(Dataset records)
+ + + + +

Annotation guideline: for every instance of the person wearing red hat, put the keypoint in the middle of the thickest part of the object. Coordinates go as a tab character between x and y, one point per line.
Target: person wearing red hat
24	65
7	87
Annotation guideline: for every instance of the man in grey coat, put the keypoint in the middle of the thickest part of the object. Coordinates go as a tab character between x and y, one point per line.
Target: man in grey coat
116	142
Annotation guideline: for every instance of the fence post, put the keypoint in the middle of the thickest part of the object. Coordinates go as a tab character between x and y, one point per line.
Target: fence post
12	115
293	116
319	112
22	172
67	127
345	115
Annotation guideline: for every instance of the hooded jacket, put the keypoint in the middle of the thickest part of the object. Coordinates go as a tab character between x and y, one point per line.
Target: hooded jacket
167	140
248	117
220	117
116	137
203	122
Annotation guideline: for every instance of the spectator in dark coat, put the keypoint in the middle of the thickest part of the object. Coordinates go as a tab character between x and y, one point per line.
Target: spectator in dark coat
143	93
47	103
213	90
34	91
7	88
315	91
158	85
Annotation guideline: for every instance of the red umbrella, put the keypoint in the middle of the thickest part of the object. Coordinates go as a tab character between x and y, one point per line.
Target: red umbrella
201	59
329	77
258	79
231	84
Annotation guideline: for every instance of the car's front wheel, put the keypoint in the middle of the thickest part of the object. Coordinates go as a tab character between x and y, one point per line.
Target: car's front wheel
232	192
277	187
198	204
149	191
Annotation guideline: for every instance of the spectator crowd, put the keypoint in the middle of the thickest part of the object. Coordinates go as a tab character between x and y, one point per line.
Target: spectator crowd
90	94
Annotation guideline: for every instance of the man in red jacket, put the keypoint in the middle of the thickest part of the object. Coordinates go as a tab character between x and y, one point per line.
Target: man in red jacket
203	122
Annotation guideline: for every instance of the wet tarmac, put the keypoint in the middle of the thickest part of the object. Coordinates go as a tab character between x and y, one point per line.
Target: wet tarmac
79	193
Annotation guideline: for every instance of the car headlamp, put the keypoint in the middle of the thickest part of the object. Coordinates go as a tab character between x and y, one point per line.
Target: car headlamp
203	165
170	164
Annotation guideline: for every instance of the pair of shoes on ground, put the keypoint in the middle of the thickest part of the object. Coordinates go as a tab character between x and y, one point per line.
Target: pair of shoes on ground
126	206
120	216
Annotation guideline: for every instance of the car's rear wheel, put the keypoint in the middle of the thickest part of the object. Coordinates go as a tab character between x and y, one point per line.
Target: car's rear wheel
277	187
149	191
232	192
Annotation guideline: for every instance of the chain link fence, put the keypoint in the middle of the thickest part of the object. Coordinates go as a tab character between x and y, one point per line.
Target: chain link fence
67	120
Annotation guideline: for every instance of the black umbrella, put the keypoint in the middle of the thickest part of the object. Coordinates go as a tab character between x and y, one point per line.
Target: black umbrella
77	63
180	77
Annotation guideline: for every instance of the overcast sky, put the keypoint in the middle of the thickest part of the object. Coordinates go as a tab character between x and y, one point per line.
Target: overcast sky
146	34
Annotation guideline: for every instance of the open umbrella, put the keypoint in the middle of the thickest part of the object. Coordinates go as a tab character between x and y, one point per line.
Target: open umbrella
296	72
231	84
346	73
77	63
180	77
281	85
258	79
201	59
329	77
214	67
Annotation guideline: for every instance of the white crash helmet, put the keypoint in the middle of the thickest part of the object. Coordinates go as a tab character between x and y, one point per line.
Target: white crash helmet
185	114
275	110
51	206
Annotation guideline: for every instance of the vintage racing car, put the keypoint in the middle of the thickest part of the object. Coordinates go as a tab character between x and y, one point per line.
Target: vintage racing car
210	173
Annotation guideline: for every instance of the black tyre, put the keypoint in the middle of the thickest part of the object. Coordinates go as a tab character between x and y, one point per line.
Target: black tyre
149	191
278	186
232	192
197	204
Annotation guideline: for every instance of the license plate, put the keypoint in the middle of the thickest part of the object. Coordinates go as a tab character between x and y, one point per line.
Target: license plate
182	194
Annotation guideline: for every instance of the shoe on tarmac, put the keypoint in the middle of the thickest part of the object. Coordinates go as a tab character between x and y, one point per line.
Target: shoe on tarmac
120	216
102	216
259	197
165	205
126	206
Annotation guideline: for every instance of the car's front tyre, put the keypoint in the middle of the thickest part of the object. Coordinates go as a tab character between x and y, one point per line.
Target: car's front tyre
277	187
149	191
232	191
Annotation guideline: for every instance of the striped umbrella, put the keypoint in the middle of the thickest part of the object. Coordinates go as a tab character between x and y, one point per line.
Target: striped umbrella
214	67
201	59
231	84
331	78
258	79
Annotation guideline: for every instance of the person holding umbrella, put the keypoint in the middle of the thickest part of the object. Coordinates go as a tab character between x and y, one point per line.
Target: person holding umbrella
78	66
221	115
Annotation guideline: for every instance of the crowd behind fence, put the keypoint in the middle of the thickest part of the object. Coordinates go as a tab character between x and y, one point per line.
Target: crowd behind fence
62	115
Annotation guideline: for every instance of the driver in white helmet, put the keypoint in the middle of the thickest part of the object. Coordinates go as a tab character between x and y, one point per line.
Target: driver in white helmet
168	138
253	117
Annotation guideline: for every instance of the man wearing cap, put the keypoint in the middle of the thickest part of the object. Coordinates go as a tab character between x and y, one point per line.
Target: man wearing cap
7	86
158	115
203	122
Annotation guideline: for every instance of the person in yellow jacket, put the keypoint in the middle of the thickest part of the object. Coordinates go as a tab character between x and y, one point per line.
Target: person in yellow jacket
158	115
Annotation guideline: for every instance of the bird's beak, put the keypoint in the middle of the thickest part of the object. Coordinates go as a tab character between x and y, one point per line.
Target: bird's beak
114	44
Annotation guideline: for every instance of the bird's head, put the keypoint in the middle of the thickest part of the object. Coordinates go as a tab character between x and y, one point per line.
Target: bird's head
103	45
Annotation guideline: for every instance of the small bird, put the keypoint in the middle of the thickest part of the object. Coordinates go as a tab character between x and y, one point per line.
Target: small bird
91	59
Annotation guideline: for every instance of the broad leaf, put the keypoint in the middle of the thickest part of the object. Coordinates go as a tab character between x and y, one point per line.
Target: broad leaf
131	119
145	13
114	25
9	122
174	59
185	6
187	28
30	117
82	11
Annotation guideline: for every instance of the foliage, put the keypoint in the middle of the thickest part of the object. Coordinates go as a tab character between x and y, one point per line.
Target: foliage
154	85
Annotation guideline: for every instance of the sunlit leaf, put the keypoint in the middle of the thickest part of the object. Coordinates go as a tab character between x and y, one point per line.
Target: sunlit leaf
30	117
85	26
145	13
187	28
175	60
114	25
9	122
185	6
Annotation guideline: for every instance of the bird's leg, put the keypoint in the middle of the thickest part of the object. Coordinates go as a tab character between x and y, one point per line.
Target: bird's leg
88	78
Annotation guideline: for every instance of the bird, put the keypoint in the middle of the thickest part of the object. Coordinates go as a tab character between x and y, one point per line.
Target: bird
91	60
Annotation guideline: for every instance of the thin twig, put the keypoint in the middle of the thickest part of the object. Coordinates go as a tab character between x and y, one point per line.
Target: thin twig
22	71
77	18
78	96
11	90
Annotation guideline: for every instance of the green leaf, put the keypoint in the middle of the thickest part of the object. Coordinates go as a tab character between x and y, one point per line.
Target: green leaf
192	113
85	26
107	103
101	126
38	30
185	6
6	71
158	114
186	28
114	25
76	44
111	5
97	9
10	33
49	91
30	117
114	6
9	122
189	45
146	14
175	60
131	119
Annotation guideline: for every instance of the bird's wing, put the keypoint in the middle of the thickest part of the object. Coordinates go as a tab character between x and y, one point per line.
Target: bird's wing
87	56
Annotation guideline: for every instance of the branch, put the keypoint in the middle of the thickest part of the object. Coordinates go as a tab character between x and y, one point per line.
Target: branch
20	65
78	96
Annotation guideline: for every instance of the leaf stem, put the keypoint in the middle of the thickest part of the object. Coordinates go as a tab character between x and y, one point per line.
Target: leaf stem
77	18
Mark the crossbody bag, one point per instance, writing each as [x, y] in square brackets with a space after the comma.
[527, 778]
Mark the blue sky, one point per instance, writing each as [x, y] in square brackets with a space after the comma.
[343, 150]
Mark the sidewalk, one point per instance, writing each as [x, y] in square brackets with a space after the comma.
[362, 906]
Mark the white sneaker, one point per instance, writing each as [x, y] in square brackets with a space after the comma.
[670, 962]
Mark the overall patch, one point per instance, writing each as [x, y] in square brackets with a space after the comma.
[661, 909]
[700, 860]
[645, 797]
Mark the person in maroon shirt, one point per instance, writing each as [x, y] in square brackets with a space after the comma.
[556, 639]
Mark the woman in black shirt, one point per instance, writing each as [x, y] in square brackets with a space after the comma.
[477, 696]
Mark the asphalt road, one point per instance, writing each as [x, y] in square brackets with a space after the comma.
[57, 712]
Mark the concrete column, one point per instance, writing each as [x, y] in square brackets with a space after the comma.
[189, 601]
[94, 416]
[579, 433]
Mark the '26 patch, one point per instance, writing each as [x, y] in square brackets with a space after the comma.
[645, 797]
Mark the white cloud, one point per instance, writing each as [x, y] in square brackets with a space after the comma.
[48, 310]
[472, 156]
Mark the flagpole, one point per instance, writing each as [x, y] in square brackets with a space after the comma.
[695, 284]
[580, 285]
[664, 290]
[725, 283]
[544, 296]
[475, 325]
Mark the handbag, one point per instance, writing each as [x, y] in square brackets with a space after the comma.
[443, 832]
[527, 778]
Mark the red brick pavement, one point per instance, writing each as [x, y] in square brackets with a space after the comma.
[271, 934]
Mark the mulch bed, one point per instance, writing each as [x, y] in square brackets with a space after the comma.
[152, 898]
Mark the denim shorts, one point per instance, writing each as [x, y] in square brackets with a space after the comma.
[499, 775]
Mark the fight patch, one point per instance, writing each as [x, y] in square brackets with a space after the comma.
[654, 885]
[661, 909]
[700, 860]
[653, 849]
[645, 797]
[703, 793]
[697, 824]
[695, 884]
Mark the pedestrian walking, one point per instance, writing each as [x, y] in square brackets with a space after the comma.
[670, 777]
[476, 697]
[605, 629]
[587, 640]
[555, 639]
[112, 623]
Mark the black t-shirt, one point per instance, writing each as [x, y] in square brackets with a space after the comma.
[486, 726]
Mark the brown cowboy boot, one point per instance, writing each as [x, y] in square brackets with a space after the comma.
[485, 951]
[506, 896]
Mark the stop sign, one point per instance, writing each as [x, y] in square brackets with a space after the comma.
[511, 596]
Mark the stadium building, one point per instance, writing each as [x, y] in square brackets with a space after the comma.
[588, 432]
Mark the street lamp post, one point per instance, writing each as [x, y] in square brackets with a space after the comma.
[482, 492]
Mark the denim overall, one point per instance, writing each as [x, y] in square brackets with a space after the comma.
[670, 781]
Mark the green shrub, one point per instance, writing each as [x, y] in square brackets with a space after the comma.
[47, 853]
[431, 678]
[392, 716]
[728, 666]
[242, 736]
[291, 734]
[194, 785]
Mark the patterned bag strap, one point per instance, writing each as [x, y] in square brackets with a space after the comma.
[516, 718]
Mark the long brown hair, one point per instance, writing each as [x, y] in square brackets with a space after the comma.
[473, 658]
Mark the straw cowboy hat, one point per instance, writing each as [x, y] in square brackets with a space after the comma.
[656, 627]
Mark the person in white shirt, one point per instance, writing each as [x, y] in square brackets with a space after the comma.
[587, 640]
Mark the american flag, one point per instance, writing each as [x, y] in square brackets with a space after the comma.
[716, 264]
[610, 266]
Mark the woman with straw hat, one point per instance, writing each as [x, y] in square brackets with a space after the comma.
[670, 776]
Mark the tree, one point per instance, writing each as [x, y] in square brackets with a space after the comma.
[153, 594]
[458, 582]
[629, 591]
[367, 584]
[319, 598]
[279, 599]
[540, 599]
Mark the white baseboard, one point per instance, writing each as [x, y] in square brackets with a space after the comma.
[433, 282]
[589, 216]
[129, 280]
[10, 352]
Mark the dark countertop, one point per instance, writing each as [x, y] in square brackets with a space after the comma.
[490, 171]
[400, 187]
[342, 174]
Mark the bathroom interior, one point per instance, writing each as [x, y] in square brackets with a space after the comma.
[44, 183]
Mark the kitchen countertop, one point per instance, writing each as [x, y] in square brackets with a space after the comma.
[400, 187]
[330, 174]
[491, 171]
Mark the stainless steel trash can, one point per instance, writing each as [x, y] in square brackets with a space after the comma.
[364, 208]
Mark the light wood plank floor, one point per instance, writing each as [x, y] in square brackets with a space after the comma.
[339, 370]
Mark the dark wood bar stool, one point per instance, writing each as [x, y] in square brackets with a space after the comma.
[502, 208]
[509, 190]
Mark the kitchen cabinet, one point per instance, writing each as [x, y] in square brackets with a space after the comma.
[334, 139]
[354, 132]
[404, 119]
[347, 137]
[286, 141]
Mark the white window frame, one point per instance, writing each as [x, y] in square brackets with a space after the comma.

+ + + + +

● **THE REQUEST**
Only the lines from the one holding "Mark the white baseboard, one" through the end of the listing should be given again, exactly and with both ends included.

● **RESPONSE**
Mark the white baseboard, one point per instance, writing each as [x, y] in square brackets with a space after the comma.
[433, 282]
[589, 216]
[129, 280]
[10, 352]
Mark the dark countertop, one point per instance, writing each as [x, y] in square brackets with a space after the comma.
[490, 171]
[400, 187]
[342, 174]
Mark the bathroom interior, one point per instance, writing each as [x, y] in square brackets with a space after the comma.
[44, 183]
Mark the kitchen countertop, one point per instance, writing each as [x, y] in square brackets with a space after the comma.
[400, 187]
[330, 174]
[491, 171]
Mark the stainless steel trash can, one point per instance, writing each as [x, y] in square brackets with a space after the comma.
[364, 208]
Mark the light wood plank floor, one point per instance, writing each as [x, y] in square brackets with a space after the comma.
[339, 370]
Mark the dark wood bar stool, one point per instance, writing each as [x, y] in square brackets with a space after the comma.
[502, 208]
[509, 190]
Mark the kitchen cabinet, one point per instance, writing each as [x, y] in square brackets with a space after the comma.
[334, 139]
[354, 132]
[404, 119]
[347, 137]
[286, 141]
Mark the white window frame, one point per instance, writing each as [x, y] in square brackets with a space after the comma.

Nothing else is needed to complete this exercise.